**WHAT THE TASK REQUIRES**
Copy out every line below that contains the word "green".

**ROWS**
::::
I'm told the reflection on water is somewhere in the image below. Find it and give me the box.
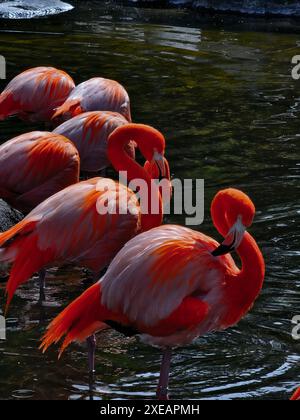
[0,2,300,399]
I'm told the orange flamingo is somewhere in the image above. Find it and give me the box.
[41,189,265,399]
[291,388,300,401]
[0,124,168,308]
[0,67,75,122]
[0,131,80,214]
[54,111,135,172]
[53,77,131,122]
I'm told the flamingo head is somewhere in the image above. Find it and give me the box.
[213,188,255,257]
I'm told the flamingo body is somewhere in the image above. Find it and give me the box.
[0,124,168,308]
[43,189,265,350]
[0,67,75,122]
[54,111,135,172]
[0,131,80,213]
[291,388,300,401]
[53,77,131,122]
[0,178,140,308]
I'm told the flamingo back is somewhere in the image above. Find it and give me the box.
[0,67,75,122]
[54,111,135,172]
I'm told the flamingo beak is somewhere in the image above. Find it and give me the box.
[212,216,246,257]
[153,152,167,178]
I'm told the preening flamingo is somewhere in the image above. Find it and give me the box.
[0,131,80,214]
[0,67,75,122]
[53,77,131,122]
[54,111,135,172]
[291,388,300,401]
[0,124,168,308]
[41,189,265,399]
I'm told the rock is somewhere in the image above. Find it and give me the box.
[0,200,24,232]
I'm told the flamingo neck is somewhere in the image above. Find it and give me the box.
[108,124,163,232]
[211,198,265,302]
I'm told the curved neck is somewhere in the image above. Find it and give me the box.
[211,196,265,299]
[107,124,163,231]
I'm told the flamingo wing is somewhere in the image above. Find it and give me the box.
[100,226,234,335]
[0,178,140,308]
[0,67,75,121]
[54,111,135,172]
[0,131,80,212]
[53,77,131,122]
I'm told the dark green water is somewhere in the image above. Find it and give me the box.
[0,1,300,399]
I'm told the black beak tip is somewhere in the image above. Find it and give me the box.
[211,245,233,257]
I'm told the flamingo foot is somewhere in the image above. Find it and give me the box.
[86,335,96,378]
[39,269,47,303]
[156,348,172,401]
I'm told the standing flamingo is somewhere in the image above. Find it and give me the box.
[54,111,135,172]
[0,67,75,122]
[0,124,168,308]
[41,189,265,399]
[0,131,80,213]
[291,388,300,401]
[53,77,131,122]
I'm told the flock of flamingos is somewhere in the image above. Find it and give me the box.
[0,67,300,400]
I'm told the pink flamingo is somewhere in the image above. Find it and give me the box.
[0,124,168,308]
[0,131,80,213]
[41,189,265,399]
[53,77,131,122]
[0,67,75,122]
[291,388,300,401]
[54,111,135,172]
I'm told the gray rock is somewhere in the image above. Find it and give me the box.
[0,200,24,232]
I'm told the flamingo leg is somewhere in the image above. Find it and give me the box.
[39,269,46,303]
[156,348,172,400]
[86,335,96,376]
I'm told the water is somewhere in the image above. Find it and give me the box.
[0,1,300,399]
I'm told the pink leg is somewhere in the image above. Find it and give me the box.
[86,335,96,375]
[156,348,172,400]
[39,268,47,303]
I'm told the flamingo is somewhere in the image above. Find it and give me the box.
[53,77,131,122]
[41,189,265,400]
[0,124,169,309]
[0,131,80,214]
[291,388,300,401]
[54,111,135,172]
[0,67,75,122]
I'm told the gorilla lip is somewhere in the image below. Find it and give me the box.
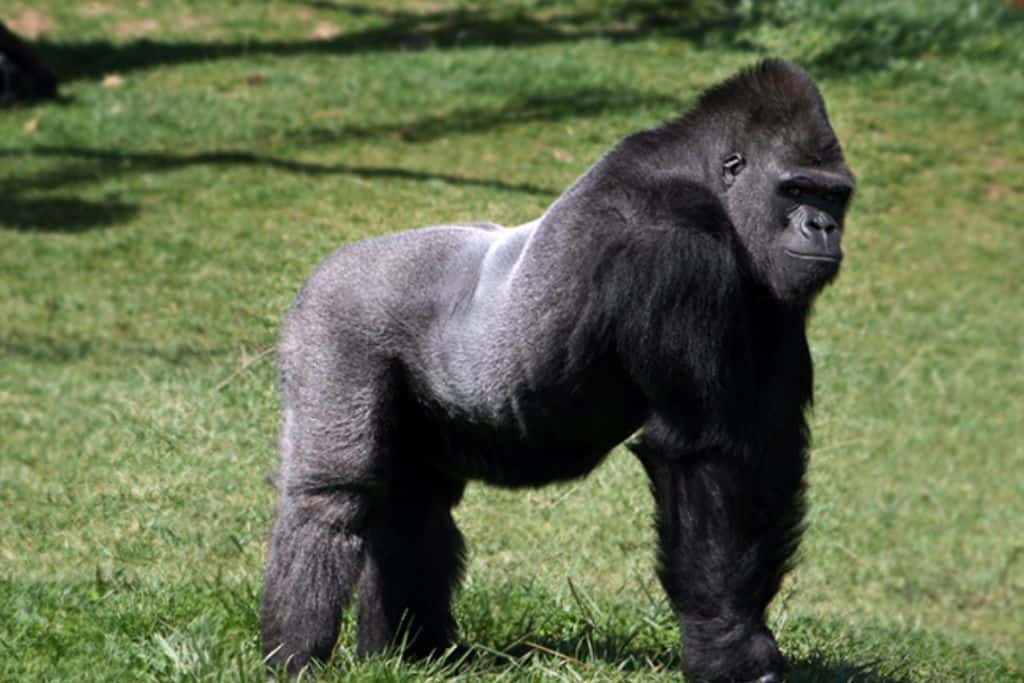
[785,249,843,263]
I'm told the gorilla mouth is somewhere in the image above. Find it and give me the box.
[785,249,843,263]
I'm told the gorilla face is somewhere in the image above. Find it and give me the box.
[722,132,854,304]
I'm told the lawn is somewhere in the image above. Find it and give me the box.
[0,0,1024,683]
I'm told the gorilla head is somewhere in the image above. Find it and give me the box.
[708,60,854,304]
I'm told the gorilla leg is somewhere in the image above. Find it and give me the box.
[260,492,366,676]
[637,432,804,683]
[261,335,397,675]
[357,471,464,657]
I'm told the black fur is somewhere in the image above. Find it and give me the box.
[262,60,853,683]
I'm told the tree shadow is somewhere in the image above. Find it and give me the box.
[0,334,239,365]
[0,78,681,232]
[36,0,741,81]
[285,88,683,143]
[0,145,556,233]
[0,193,138,233]
[455,634,906,683]
[806,8,1024,77]
[24,0,1024,87]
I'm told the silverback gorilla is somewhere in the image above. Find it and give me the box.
[262,60,854,683]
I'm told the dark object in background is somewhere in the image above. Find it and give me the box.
[261,60,854,683]
[0,22,57,99]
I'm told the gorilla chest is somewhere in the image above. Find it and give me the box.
[436,358,646,486]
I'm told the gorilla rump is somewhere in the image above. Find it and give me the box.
[262,60,853,683]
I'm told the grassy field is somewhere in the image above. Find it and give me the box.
[0,0,1024,682]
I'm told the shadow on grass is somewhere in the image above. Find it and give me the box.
[0,195,138,233]
[0,146,556,232]
[440,637,906,683]
[285,87,684,144]
[0,335,239,365]
[37,0,1024,87]
[36,0,742,81]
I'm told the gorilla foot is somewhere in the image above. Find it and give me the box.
[684,627,785,683]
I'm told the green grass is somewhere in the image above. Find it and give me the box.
[0,0,1024,682]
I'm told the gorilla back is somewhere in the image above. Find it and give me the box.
[262,60,853,682]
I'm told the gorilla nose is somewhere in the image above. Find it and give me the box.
[802,212,839,238]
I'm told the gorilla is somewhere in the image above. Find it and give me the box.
[261,59,854,683]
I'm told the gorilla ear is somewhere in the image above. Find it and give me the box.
[722,152,746,187]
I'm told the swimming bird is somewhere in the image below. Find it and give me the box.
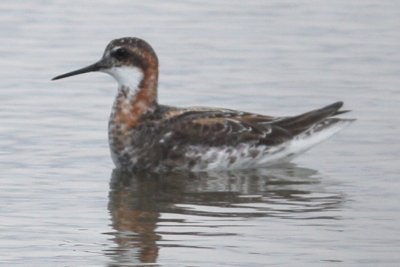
[53,37,353,171]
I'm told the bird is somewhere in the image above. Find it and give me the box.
[52,37,354,172]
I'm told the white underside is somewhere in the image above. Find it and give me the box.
[186,120,353,171]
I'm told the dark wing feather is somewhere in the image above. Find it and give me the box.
[274,101,348,135]
[145,102,343,150]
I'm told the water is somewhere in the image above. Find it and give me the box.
[0,0,400,266]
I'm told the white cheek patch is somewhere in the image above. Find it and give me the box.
[102,66,143,89]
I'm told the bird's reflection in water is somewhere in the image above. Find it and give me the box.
[107,164,342,266]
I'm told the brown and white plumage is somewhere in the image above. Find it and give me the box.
[54,38,353,171]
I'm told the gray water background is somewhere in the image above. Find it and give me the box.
[0,0,400,266]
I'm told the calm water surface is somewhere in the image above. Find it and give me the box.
[0,0,400,266]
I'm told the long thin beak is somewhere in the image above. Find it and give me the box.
[51,60,106,81]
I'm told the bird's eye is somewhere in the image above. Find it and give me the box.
[113,48,129,59]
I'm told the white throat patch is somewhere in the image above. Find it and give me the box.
[102,66,143,89]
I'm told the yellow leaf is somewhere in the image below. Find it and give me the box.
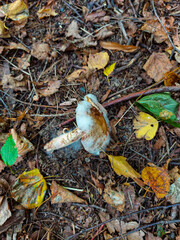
[108,155,140,178]
[11,168,47,209]
[0,21,10,38]
[37,7,58,19]
[142,159,170,198]
[0,0,29,21]
[100,41,139,52]
[88,52,109,70]
[103,62,116,77]
[133,112,158,140]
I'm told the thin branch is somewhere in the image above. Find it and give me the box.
[151,0,180,54]
[103,86,180,107]
[66,203,180,240]
[109,219,180,240]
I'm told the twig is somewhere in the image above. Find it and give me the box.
[111,51,142,76]
[60,86,180,126]
[63,0,82,18]
[109,219,180,240]
[103,86,180,107]
[66,203,180,240]
[0,54,30,76]
[151,0,180,54]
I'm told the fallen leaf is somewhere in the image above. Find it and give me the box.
[169,166,180,182]
[166,177,180,204]
[95,25,114,40]
[143,52,173,82]
[100,41,139,53]
[0,134,18,166]
[85,10,106,22]
[37,80,61,97]
[5,42,29,53]
[0,0,29,21]
[127,230,145,240]
[31,42,50,60]
[37,0,58,19]
[133,112,159,140]
[11,128,34,156]
[164,72,180,86]
[103,62,116,81]
[16,54,31,69]
[0,196,12,226]
[11,168,47,209]
[108,155,140,178]
[141,16,174,43]
[142,160,170,198]
[65,20,82,39]
[0,21,11,38]
[66,67,88,82]
[50,181,86,204]
[145,232,162,240]
[88,52,109,70]
[103,181,125,212]
[66,52,109,82]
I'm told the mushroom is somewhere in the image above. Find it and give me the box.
[44,94,110,155]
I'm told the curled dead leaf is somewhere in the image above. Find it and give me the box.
[50,181,86,204]
[142,160,170,198]
[143,52,172,82]
[100,41,139,53]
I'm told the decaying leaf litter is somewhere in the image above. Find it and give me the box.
[0,0,180,240]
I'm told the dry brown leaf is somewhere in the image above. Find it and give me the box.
[100,41,139,53]
[50,181,86,204]
[85,10,106,22]
[0,21,11,38]
[95,25,114,40]
[66,52,109,82]
[169,166,180,182]
[173,128,180,138]
[88,52,109,70]
[142,159,170,198]
[11,129,34,156]
[6,42,29,53]
[143,52,173,82]
[16,55,31,69]
[65,20,82,39]
[127,230,145,240]
[145,232,162,240]
[0,74,27,91]
[141,16,174,43]
[0,0,29,21]
[37,80,61,97]
[98,212,120,234]
[108,155,140,179]
[0,196,12,226]
[154,126,167,150]
[31,42,50,60]
[164,72,180,86]
[103,181,125,212]
[66,67,90,82]
[37,5,58,19]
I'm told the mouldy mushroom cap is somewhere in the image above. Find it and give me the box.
[76,94,110,155]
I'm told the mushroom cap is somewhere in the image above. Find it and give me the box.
[76,94,110,155]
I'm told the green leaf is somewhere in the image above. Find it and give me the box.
[0,134,18,166]
[136,93,180,128]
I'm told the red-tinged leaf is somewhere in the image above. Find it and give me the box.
[100,41,139,53]
[11,168,47,209]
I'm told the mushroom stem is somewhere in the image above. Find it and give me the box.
[44,128,84,152]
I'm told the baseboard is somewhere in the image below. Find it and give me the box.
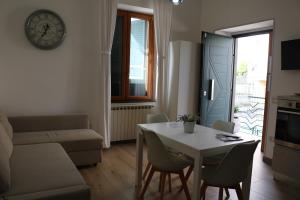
[263,156,272,165]
[110,139,136,145]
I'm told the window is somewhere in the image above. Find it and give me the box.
[111,10,154,102]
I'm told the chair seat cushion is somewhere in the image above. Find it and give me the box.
[13,129,103,152]
[5,143,89,199]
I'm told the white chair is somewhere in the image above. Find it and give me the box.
[143,113,171,181]
[140,131,192,200]
[200,141,259,200]
[186,120,235,198]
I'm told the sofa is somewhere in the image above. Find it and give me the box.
[8,114,103,166]
[0,113,102,200]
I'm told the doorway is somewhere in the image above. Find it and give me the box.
[232,31,271,146]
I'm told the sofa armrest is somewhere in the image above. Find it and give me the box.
[8,114,89,133]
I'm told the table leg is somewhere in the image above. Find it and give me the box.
[242,158,253,200]
[135,130,144,199]
[192,154,203,200]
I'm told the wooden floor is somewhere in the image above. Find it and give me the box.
[80,144,300,200]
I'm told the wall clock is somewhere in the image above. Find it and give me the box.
[25,10,66,50]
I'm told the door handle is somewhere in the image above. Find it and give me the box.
[208,79,215,101]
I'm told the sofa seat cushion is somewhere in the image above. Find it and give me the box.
[13,129,103,152]
[0,112,13,139]
[5,143,89,199]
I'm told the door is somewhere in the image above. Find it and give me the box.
[200,32,234,127]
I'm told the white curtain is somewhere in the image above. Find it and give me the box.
[154,0,173,119]
[94,0,118,148]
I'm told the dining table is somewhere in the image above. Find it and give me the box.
[135,122,257,200]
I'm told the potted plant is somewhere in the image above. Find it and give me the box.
[178,114,199,133]
[233,106,241,133]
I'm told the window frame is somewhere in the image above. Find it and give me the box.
[111,10,154,103]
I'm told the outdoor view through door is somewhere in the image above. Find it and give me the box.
[233,33,270,137]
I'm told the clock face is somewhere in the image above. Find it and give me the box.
[25,10,66,50]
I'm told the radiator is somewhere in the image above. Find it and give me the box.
[111,105,154,142]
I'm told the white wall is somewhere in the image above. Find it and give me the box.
[0,0,96,115]
[198,0,300,158]
[171,41,200,118]
[171,0,201,42]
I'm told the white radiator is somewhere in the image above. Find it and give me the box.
[111,105,153,142]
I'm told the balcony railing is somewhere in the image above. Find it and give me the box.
[234,94,265,137]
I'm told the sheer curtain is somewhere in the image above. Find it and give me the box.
[154,0,175,118]
[94,0,118,148]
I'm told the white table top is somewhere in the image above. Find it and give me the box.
[138,122,259,155]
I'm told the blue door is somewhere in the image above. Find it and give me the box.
[199,32,234,127]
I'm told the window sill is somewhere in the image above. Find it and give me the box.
[111,101,156,108]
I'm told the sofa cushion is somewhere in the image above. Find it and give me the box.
[13,129,103,152]
[0,139,11,194]
[0,112,13,139]
[5,143,89,199]
[0,122,13,158]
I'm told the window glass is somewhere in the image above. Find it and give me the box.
[129,18,149,96]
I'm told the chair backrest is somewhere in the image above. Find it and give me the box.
[146,113,169,123]
[212,120,235,133]
[144,131,177,169]
[215,141,260,185]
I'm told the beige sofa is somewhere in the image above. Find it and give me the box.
[0,113,90,200]
[9,114,103,166]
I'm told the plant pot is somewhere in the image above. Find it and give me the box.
[183,122,196,133]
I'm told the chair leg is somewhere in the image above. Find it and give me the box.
[235,184,244,200]
[158,172,163,192]
[225,188,230,199]
[160,172,167,200]
[219,187,223,200]
[200,182,207,200]
[143,161,151,180]
[141,167,155,199]
[179,165,194,192]
[168,173,172,192]
[179,170,191,200]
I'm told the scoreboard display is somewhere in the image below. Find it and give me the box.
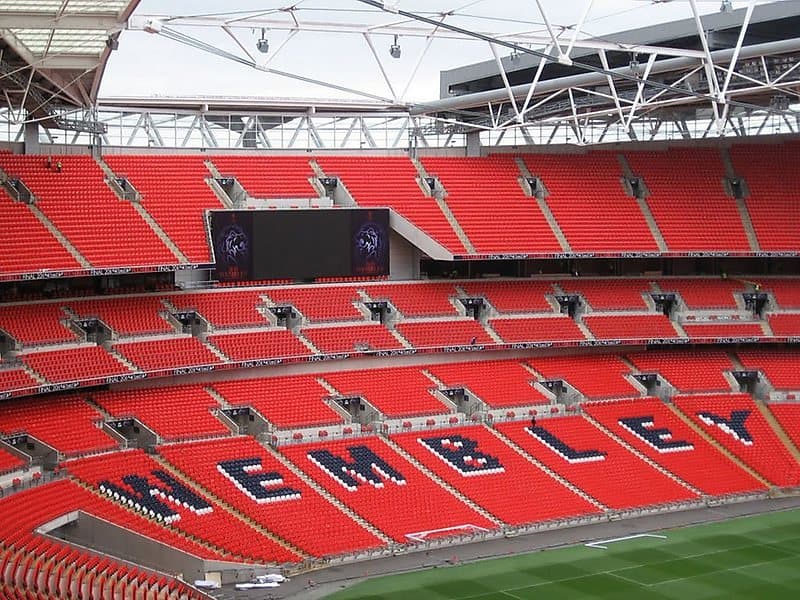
[210,209,389,281]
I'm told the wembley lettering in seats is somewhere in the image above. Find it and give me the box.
[99,470,214,523]
[217,458,300,504]
[417,435,505,477]
[525,426,606,463]
[619,415,694,452]
[308,446,406,492]
[697,410,753,446]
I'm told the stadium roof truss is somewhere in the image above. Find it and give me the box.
::::
**RESPONSE TO THIS TASK**
I'm told the dark green water is somewhere in the image above. Find it and give me the box.
I'm told the green grass is somewhere in the image above. Find it and give me the box.
I'm told the green leaf is somewhere in the image above. Find it and give me the box.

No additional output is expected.